- CONSIGNE 1:
Dans le texte sur le DSM-V, qui préside le groupe de travail chargé de sa préparation ?
- CONSIGNE 2:
D'après le texte sur le DSM-V, pourquoi le diagnostic le plus souvent posé pour les troubles de la personnalité est-il « non spécifié » ? Répondez en une à trois phrases.
- CONSIGNE 3:
Poursuivez le texte sur le DSM-V à partir de sa dernière phrase.

Le processus de préparation du DSM-V est entamé. Un groupe de travail, la DSM-V Task Force, présidé par David J. Kupfer (Pittsburgh) et vice-présidé par Darrel A. Regier (Washington), est en voie de constitution. Onze conférences internationales, associant des experts non américains, ont été planifiées entre décembre 2004 et septembre 2006 pour recenser les données récentes dans les grandes catégories nosologiques (psychoses, démences, etc.) et en méthodologie (approche dimensionnelle, impact des classifications sur la santé publique). Notons que les troubles anxieux sont regroupés de manière nouvelle dans ces conférences : le trouble anxieux généralisé est rattaché à la dépression, l’état de stress post-traumatique reste avec les autres troubles anxieux, le trouble obsessionnel-compulsif est à part. Un site Internet spécifique (www.dsm5.org) sert de forum, accueille les suggestions, présente les résumés des conférences déjà tenues, et permet de télécharger gratuitement le livre édité par Kupfer et al. en 2002 (« A Research Agenda for DSM-V »).
Dimensions de personnalité
Le DSM-V devrait associer une approche dimensionnelle à l’approche catégorielle. Des dimensions sont proposées depuis longtemps dans les troubles de la personnalité, où il est difficile d’affirmer qu’une catégorie diagnostique est totalement présente ou absente, ce qui aboutit à ce que le diagnostic le plus souvent porté soit celui de trouble de la personnalités « non spécifié ». De nombreuses dimensions de personnalité sont décrites, par exemple les « big five » (extraversion, stabilité émotionnelle, ouverture d’esprit, caractère consciencieux, amabilité). Plusieurs dimensions sont maintenant traditionnelles dans la schizophrénie : une dimension délirante (les hallucinations, les croyances délirantes), une dimension de désorganisation (les troubles du cours de la pensée) et une dimension négative (aboulie, déficit cognitif). Les dimensions peuvent être évaluées par des échelles de cotation, qui existent déjà ou qui sont à créer. On peut remarquer que certaines échelles de cotation existantes suivent déjà fidèlement les critères diagnostiques du DSM, par exemple la Caps (Clinician Administered PTSD Scale) dans l’état de stress posttraumatique.

- DONNÉES EXTRAITES:

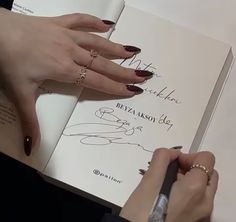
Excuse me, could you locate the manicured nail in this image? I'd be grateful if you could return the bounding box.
[126,85,143,94]
[102,20,115,25]
[24,136,32,156]
[135,70,153,77]
[171,146,183,150]
[123,45,141,54]
[138,169,146,175]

- RÉPONSE 1:
David J. Kupfer (Pittsburgh).

- RÉPONSE 2:
Dans les troubles de la personnalité, il est difficile d'affirmer qu'une catégorie diagnostique est totalement présente ou absente. Cette difficulté conduit à poser le plus souvent le diagnostic de trouble de la personnalité « non spécifié ».

- RÉPONSE 3:
Biologie, imagerie, génétique
Le DSM-V devrait intégrer plus de facteurs issus de la biologie, de l’imagerie et de la génétique. Les troubles mentaux ne sont pas causés généralement par des gènes uniques, mais les gènes interviennent en interaction avec l’environnement dans le cadre des affections complexes. On peut citer par exemple le polymorphisme du promoteur du gène du transporteur de la sérotonine – le fait d’avoir un allèle court étant associé à une réactivité plus importante de l’amygdale, à un tempérament anxieux, et à une prédisposition à la dépression dans un environnement nocif (Pezawas L. et al., « Nature Neuroscience », 2005). Le cannabis produit plus de troubles schizophréniques chez les porteurs de l’allèle valine du gène de la catéchol-O-méthyltransférase (Comt), ce qui est un autre exemple d’interaction entre un gène et l’environnement (Caspi A. et al., « Biological Psychiatry », 2005). Le diagnostic des démences (pour l’instant clinique, et éventuellement confirmé par l’autopsie) devrait inclure des paramètres d’imagerie cérébrale ou génétiques (allèles APOE).
Il est prévu que le chapitre sur la psychiatrie de la CIM-10 (classification internationale des maladies de l’OMS) évolue pour rester compatible ou identique au futur DSM-V. Rappelons que la CIM est la classification qui s’impose officiellement en France.